=== DOCUMENT SEGMENT ===
Highlighted is the peak yearly net-load and the peakiness, which represents the difference between the peak net-load and the highest peak net-load. Example net-load data is extracted from the 2022 load in the CAISO region of the USA [32].
Impacts on load shifting.
To measure the need for load shifting, net-load ramping characteristics are measured [30]. Routine ramping measures the maximum daily three-hour net-load ramp on demand on the day with the highest ramp. Extreme ramping measures the maximum annual three-hour net-load ramp compared to the
highest ramping day. These metrics are shown in Fig 4. A lower extreme ramping represents a reduced need for short-term load shifting, while a lower routine ramping represents a reduced need for consistent load shifting.
Plotted is the peak daily absolute 3hr net-load ramp value. The highest value represents the routine ramping requirement. The difference between the peak value and the
highest value represent the extreme ramping value. Example net-load data is extracted from the 2022 load in the CAISO region of the USA [32].
Multi-sector demand response
Although less prevalent than electrical only DR, there are studies that focus on multi-sector DR. These can range from the study of what loads can participate in DR, to investigating the impact of DR on heavily electrified systems that include fuel switching.
Load participation has been studied by Gils [33] who evaluate the theoretical potential of DR within Europe while considering different energy carriers and energy sectors. Additionally, O’Connell et al. [34] develop a production cost model to study DR on thermo-electric loads. The authors place particular emphasis on implementing saturation and load recovery constraints by tagging individual loads. Both studies highlight the benefits of considering multi-sector DR, but do not evaluate the role of sector-specific DR within a capacity expansion framework.
Understanding how electrical and natural gas networks interact while considering DR has been studied by Shams et al. [35] and Li et al. [36]. These studies develop multi-sector energy optimization models to do day-ahead scheduling problems that incorporate DR. The authors find that system costs are sensitive to bottlenecks in the natural gas network and that multi-sector DR improves energy security margins. Moreover, capturing the variability associated with weather patterns is essential to understand the full impact of DR. While these studies excellently highlight key uncertainties to take into account, the impacts of future energy system development is not studied.

=== STORED RECORDS ===
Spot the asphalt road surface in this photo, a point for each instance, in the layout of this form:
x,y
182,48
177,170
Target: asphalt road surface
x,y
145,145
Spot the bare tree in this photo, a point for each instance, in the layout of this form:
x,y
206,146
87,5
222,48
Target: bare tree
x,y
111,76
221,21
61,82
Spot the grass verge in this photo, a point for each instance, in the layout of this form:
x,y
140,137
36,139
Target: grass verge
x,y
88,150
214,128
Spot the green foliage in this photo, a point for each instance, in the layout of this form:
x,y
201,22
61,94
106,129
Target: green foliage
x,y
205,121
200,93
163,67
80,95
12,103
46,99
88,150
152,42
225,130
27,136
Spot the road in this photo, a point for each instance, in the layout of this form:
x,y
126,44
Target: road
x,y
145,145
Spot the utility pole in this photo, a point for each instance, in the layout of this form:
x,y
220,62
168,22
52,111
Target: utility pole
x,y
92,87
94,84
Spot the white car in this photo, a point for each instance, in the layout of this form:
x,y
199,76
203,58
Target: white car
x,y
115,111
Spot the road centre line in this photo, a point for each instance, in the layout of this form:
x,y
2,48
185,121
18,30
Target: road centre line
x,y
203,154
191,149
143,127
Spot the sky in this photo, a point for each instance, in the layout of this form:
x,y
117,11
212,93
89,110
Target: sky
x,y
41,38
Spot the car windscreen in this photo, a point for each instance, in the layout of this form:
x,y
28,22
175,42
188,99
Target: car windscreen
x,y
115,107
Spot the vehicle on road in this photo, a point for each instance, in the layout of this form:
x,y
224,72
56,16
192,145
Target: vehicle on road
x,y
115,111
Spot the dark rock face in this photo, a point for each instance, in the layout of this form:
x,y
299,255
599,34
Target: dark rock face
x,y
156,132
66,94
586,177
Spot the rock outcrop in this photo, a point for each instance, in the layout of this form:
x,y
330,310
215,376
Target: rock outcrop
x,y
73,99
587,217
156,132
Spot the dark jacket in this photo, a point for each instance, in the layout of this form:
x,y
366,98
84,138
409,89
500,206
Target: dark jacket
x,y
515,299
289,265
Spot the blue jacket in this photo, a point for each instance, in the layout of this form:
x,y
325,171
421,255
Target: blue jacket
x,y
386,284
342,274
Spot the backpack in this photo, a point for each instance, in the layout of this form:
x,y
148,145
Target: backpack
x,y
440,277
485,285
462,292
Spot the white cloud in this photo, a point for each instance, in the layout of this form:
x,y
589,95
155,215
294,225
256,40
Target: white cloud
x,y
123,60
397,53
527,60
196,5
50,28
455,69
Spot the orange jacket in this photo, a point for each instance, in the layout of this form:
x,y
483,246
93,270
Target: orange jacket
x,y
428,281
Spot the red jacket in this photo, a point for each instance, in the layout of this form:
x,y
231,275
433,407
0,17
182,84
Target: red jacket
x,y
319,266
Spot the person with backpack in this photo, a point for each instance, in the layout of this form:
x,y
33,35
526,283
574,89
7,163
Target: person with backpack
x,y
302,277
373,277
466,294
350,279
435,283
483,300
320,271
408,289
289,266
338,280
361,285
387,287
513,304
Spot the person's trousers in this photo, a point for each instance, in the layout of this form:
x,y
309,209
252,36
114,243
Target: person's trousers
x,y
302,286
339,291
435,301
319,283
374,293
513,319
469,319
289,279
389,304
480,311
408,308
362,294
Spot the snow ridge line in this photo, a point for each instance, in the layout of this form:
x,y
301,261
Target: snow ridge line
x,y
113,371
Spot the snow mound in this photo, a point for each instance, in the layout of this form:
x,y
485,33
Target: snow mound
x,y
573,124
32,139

=== WHAT TO PRODUCE ===
Write the next part of the text on demand response in energy systems, picking up after its final sentence. You won't need the listing.

=== RESULT BELOW ===
Evaluating the impact multi-sector DR can have on future, heavily electrified, energy systems has been done by Specian et al. [13]. The authors investigate DSM solutions for future winter peaking energy systems in the USA. They show that many DSM solutions can work together to effectively smooth the electrical load profile. Moreover, they highlight that DR will be a key factor in managing peak winter heating loads in increasingly electrified systems. The authors conclude by stating the need for further analysis to capture the interactions between the electrical and natural gas network. Moreover, this work does not highlight how investment decisions interact with DR.
Capacity expansion studies that include multi-sector DR have been conducted by Satchwell et al. [28], Qadrdan et al. [37] and Dominkovic et al [38]. These studies show that space heating, space cooling, and electrical loads can all offer significant cost benefits to the system. This is driven by DR offsetting the need for new peaking natural gas power plants, resulting in lower capital and fixed expenditures on the electrical network. Results are shown to be sensitive to electrical transmission bottlenecks. Due to the coarse time resolutions used in these long-term studies, results could not relate back to net-load characteristics. Furthermore, the impacts of electrical and thermal DR applications are not studied individually.
All of these studies highlight a few key considerations when performing multi-sector DR analysis. First, the need to capture service level thermal demands (space-heating, space-cooling) and EV deployment charging requirements is important. Second, capturing heating peaks due to weather variability is crucial, as these can occur when DR is most beneficial to reduce capital expenditures. Finally, bottlenecks within the electrical and natural gas network may affect DR effectiveness and should be modeled.
Contributions of this paper
Within the literature, there is a gap to study the multi-sector interactions of DR programs in capacity expansion frameworks with high spatial and temporal resolution. We address this gap with the following contributions:
- We implement a price-based DR program that can be used for any carrier across any energy sector. This implementation remains computationally tractable for a mutli-region and multi-sector energy planning model at hourly resolution.
- We investigate pricing DR based on the the marginal cost values of each fuel (that is the dual value on each energy balance constraint).
- We investigate two different DR pricing strategies; a carrier-average and carrier-specific value.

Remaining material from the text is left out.